## SOURCE DATA
----

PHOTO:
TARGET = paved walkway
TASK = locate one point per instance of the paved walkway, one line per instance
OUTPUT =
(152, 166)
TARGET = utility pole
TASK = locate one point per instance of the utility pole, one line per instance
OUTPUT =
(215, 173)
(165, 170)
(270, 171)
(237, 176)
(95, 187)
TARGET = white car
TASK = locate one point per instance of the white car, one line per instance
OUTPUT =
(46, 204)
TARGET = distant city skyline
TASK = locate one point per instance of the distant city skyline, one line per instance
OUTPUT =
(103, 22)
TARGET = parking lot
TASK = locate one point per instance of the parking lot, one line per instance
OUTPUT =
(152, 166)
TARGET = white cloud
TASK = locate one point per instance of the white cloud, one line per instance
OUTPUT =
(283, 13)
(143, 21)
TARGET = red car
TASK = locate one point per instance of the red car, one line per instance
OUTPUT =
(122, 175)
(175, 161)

----

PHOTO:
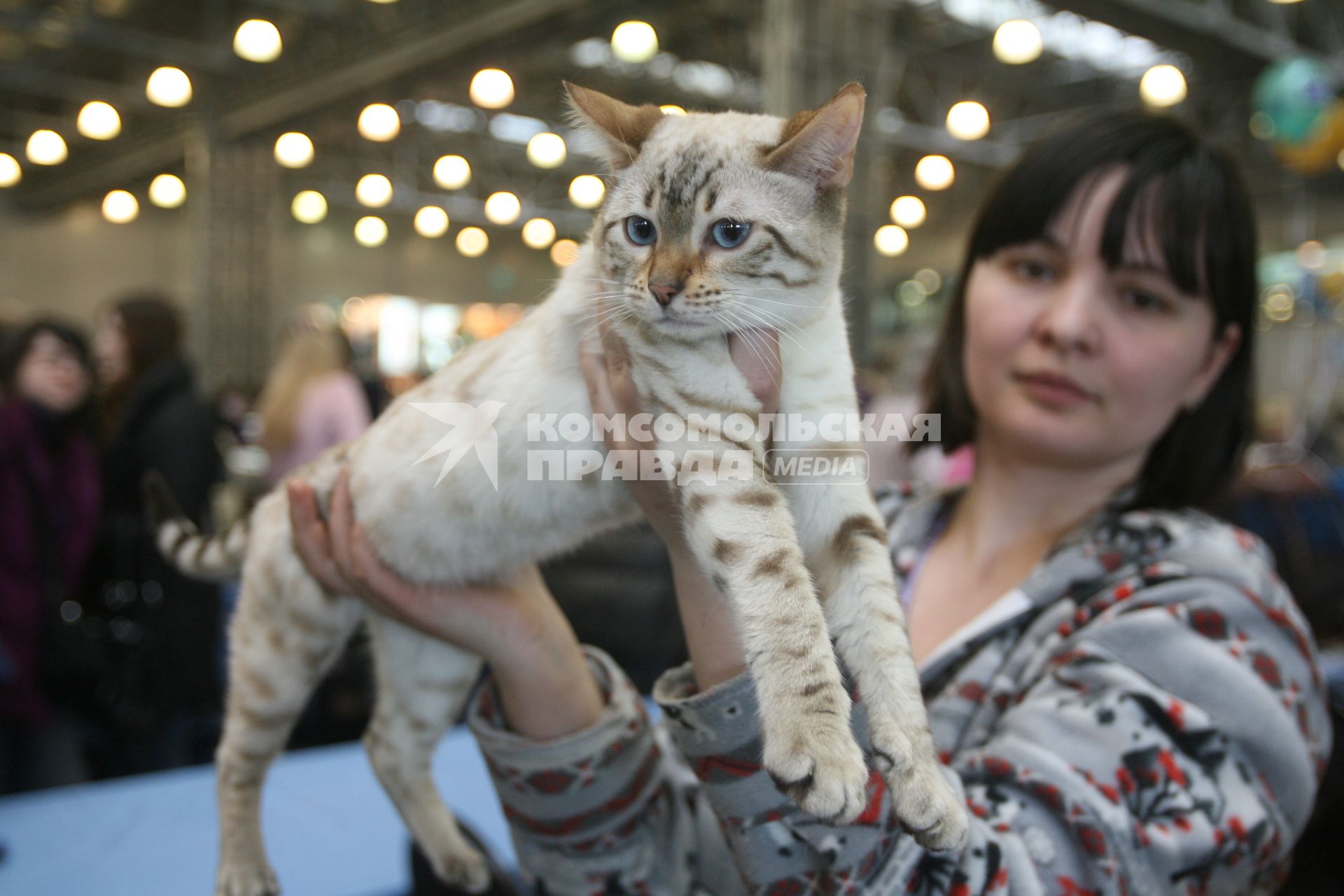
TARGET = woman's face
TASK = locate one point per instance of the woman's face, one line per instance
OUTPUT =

----

## GOAL OF THE EXERCISE
Which lines of the data include "white"? Copy each of them.

## YOUR RESPONSE
TARGET = white car
TASK = locate one point per instance of the white car, one line per instance
TARGET = white cloud
TASK = locate one point per instance of the white cloud, one line per instance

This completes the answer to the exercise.